PAGE EXCERPT |
- - -

Kitware is the lead developer of 3D Slicer, an open-source application for medical image visualization, segmentation, and registration. Built using the Insight Segmentation and Registration Toolkit (ITK), the Visualization Toolkit (VTK) and CMake, in collaboration with the National Alliance for Medical Image Computing and Isomics, 3D Slicer has become a foundation for cutting-edge research and numerous pre-clinical and clinical products.
Last night, 3D Slicer was featured in a Podcast that demonstrated yet another use of 3D Slicer. Michael Balzer, host and founder of the ‘All Things 3D’ (Podcast) created a podcast entitled “Learn to turn your CAT (CT) or MRI scan into a 3D model”.
As highlighted in our previous post, printing three-dimensional (3D) anatomic models for medical scans is quickly becoming a popular and effective tool for surgical planning. Such patient-specific 3D models are increasing surgeons’ understanding of the critical anatomy involved and the surgical approaches that should be taken for each case, potentially enabling less invasive procedures to be determined and conducted with confidence.
During the two-hour live podcast, Michael demonstrated how to load a medical scan (Figure 1), visualize it and generate a model suitable for 3D printing using 3D Slicer.
The first half of the podcast focused on the creation and visualization (Figure 2) of a model of a brain tumor, using MRI data that is distributed with 3D Slicer. The output of their work was then saved in the STL format, which is commonly used by 3D printers (Figure 3).
In the second half of the podcast, Michael processed high-resolution computed tomography computed tomography (CT) data. Michael visualized it using 3D Slicer’s Volume Rendering module (Figures 4 and 5) and then applied a series of filters to generate another 3D model suitable for 3D printing.
As mentioned by Michael, 3D Slicer was particularly effective for generating these models of human anatomy not only because it provides tools for segmenting that anatomy, but also because it provided effective tools for “cleaning up” the noisy data and complex structures that are common to CT and magnetic resonance imaging (MRI) medical data. In particular, there is no “single click” solution to accurately extract, visualize and quantify anatomic structures in medical images for diagnosis, treatment planning, or 3D printing. It is often necessary to tune the parameters of existing medical image segmentation and registration algorithms and to combine those algorithms into data processing pipelines to achieve desired results. 3D Slicer makes that work easier by providing advanced algorithms such as gradient anisotropic diffusion, smoothing recursive gaussian, and opening by reconstruction, built using ITK or the python-wrapped version of ITK known as SimpleITK.

- - -

Data for pointing by referring expression:
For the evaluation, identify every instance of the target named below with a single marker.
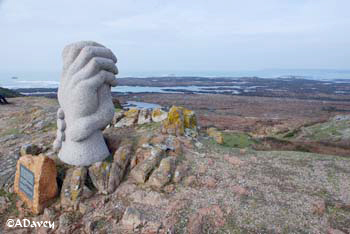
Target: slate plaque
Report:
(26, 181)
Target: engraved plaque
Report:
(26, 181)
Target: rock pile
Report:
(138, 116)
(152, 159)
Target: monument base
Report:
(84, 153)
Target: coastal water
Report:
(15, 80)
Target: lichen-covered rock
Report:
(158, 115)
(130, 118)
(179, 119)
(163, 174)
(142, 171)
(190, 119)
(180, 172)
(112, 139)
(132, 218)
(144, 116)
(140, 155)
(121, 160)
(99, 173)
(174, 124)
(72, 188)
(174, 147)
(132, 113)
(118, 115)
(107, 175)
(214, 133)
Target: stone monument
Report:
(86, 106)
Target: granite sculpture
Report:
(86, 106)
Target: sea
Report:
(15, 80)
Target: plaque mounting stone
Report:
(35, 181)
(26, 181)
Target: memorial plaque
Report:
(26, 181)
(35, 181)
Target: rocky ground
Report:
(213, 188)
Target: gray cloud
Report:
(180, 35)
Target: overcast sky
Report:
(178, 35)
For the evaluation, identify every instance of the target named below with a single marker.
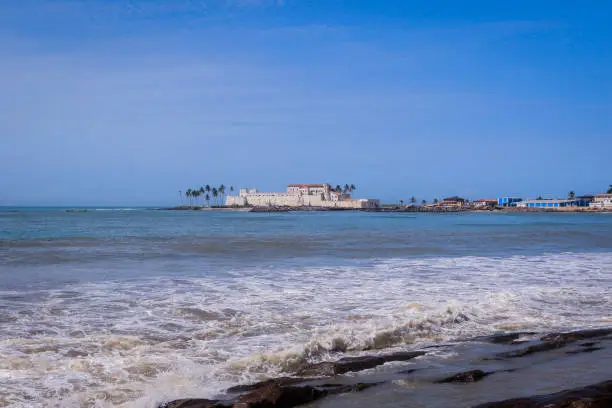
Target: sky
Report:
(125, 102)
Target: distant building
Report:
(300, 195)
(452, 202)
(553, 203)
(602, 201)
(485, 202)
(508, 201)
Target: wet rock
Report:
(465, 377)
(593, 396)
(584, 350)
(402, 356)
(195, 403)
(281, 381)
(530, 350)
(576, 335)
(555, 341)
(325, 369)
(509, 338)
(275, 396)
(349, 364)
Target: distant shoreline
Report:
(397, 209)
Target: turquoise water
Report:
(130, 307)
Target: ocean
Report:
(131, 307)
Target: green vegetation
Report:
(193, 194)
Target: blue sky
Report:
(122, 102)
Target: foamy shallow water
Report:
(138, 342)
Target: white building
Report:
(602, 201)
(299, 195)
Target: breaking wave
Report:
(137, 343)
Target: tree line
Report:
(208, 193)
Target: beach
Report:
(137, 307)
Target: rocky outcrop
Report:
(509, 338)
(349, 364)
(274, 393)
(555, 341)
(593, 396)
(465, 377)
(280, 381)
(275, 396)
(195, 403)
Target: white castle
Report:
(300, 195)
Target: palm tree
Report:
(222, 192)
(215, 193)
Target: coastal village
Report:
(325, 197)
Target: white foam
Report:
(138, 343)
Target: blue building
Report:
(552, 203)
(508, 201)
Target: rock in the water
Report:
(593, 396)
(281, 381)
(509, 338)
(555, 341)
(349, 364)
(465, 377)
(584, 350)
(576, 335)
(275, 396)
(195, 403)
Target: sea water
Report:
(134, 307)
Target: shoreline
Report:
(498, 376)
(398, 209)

- - -

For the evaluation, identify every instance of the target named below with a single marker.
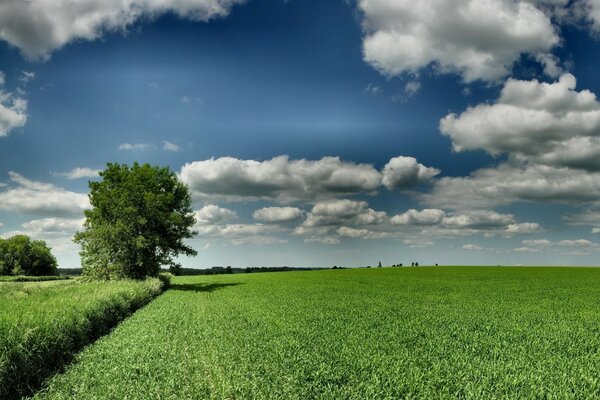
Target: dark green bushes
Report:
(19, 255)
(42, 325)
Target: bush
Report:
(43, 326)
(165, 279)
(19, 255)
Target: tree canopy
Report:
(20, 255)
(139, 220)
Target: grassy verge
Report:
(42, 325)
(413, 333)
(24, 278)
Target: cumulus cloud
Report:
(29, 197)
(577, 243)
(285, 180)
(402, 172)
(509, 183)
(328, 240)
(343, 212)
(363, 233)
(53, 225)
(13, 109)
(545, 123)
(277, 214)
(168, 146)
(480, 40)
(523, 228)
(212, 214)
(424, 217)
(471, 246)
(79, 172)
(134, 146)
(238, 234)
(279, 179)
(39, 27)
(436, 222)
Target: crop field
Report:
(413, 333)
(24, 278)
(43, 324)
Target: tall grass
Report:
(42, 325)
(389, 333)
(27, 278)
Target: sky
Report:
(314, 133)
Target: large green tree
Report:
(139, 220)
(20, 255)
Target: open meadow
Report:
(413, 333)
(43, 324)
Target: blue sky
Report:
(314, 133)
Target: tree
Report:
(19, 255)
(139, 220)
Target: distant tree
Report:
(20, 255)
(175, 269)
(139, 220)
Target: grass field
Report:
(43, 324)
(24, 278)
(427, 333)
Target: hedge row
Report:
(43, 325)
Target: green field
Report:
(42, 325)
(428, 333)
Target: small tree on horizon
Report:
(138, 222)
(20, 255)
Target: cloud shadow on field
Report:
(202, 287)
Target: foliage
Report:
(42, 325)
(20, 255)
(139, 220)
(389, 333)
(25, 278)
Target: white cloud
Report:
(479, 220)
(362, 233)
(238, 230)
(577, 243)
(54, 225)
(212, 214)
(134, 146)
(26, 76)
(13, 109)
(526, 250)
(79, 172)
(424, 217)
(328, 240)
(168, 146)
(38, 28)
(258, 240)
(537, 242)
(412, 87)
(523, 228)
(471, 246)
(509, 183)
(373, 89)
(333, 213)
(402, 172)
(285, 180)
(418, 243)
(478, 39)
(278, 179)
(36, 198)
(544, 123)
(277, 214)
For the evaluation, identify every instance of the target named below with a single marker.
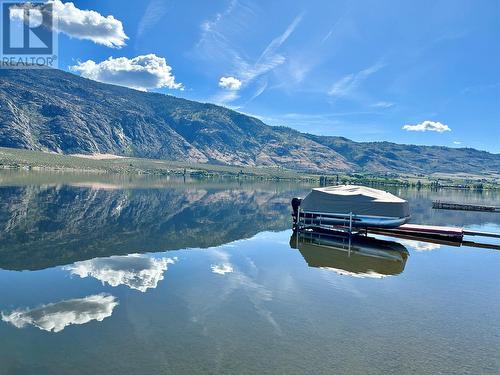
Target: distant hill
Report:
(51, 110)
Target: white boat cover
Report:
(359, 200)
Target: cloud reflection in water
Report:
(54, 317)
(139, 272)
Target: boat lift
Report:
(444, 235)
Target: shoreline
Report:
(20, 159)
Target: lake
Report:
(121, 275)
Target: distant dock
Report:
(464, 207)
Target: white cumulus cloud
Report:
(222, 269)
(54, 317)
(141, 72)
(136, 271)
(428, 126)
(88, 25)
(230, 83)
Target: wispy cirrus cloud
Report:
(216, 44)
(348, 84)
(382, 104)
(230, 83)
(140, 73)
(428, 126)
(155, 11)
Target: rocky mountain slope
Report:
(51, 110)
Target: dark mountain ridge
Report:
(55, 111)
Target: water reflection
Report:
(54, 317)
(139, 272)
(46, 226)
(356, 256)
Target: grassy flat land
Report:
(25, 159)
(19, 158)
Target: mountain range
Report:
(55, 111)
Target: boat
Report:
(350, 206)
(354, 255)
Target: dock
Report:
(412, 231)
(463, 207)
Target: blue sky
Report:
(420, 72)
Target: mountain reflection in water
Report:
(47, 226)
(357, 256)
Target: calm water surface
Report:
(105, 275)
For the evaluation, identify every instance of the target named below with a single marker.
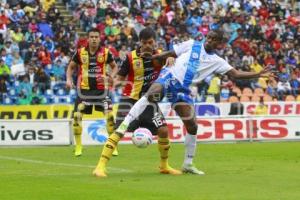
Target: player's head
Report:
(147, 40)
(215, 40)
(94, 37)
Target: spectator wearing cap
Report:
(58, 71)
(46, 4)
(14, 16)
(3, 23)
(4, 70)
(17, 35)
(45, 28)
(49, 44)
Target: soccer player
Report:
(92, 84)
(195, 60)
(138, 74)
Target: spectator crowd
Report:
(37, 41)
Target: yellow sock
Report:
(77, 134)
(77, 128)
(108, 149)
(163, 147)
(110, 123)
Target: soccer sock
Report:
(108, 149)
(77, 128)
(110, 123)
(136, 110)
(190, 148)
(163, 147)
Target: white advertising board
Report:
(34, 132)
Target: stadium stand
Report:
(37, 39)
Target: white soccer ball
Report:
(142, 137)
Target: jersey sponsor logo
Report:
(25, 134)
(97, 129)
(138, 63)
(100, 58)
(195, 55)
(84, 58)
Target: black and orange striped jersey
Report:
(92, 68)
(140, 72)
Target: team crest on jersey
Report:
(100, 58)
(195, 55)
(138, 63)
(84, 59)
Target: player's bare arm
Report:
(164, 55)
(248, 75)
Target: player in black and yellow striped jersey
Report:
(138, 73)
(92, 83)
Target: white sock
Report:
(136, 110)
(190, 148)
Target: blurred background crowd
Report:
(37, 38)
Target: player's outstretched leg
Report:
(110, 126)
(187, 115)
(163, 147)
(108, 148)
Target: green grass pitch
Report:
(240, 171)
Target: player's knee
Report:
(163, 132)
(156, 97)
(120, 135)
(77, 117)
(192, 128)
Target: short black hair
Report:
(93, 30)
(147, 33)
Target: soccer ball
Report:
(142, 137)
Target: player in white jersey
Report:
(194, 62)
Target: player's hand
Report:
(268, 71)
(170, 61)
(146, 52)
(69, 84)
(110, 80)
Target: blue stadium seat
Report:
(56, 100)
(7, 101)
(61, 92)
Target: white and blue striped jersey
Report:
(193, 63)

- - -

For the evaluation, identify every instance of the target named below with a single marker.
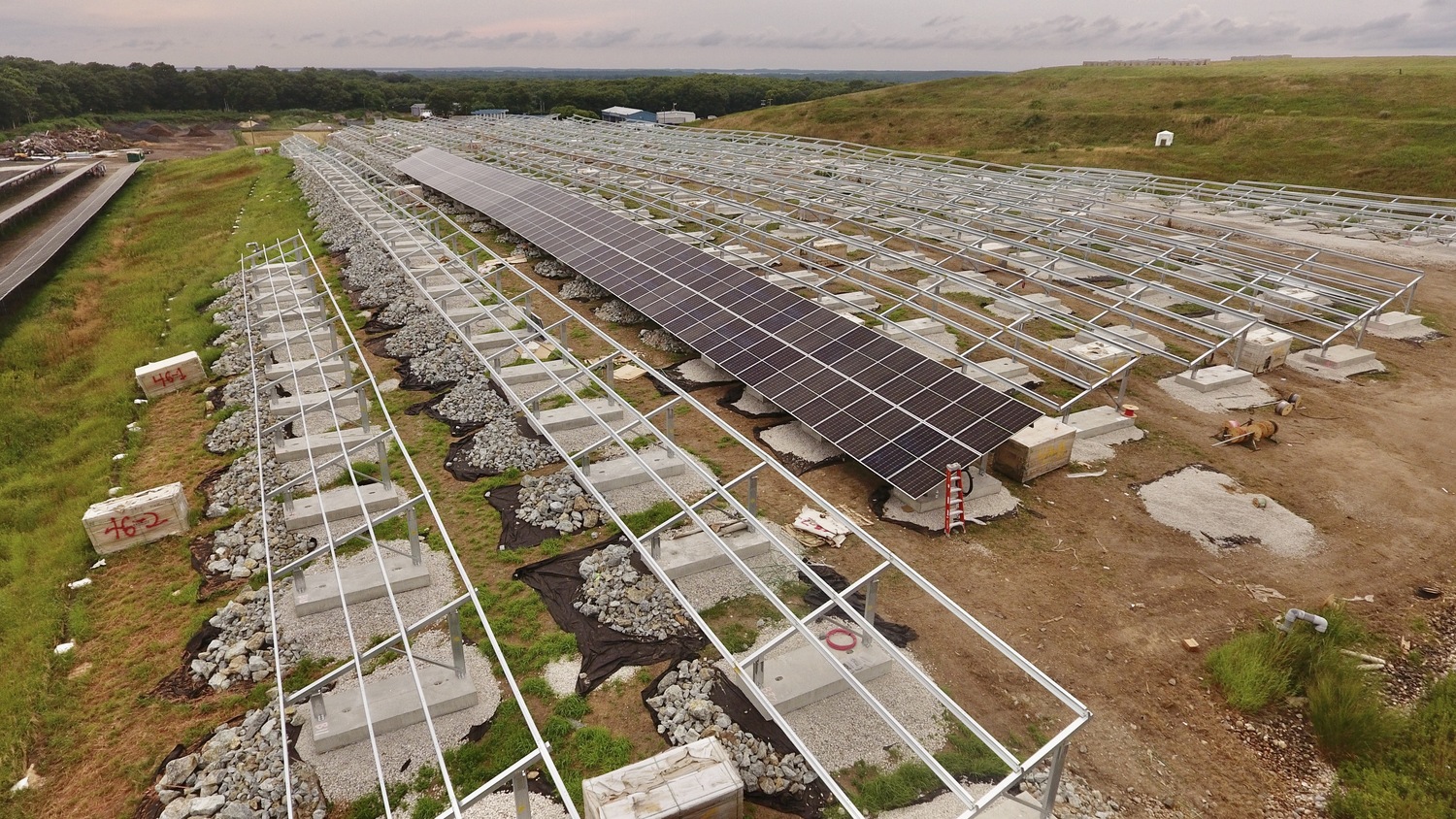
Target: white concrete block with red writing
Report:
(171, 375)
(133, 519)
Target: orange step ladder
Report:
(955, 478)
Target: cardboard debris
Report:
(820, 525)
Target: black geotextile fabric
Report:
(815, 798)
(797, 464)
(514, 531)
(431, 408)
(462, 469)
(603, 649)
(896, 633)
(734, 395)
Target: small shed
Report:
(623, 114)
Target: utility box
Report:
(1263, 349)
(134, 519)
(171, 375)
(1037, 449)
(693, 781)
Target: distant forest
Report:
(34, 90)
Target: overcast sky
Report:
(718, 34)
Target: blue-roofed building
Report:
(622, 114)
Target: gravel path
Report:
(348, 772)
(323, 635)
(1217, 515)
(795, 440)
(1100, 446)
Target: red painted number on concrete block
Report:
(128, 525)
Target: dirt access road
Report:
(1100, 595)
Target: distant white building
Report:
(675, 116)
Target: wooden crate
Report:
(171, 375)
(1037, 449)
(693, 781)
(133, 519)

- - -

TASKS TO COMPLETE |
**a.** Copy out the 3D Slicer article word for word, everything from "Last night, 3D" down to "using 3D Slicer.".
**b.** List the advanced algorithms that the 3D Slicer article says the software provides.
The data is not needed for this work.

SOLUTIONS TO THE EXERCISE |
**a.**
Last night, 3D Slicer was featured in a Podcast that demonstrated yet another use of 3D Slicer. Michael Balzer, host and founder of the ‘All Things 3D’ (Podcast) created a podcast entitled “Learn to turn your CAT (CT) or MRI scan into a 3D model”.
As highlighted in our previous post, printing three-dimensional (3D) anatomic models for medical scans is quickly becoming a popular and effective tool for surgical planning. Such patient-specific 3D models are increasing surgeons’ understanding of the critical anatomy involved and the surgical approaches that should be taken for each case, potentially enabling less invasive procedures to be determined and conducted with confidence.
During the two-hour live podcast, Michael demonstrated how to load a medical scan (Figure 1), visualize it and generate a model suitable for 3D printing using 3D Slicer.

**b.**
- gradient anisotropic diffusion
- smoothing recursive gaussian
- opening by reconstruction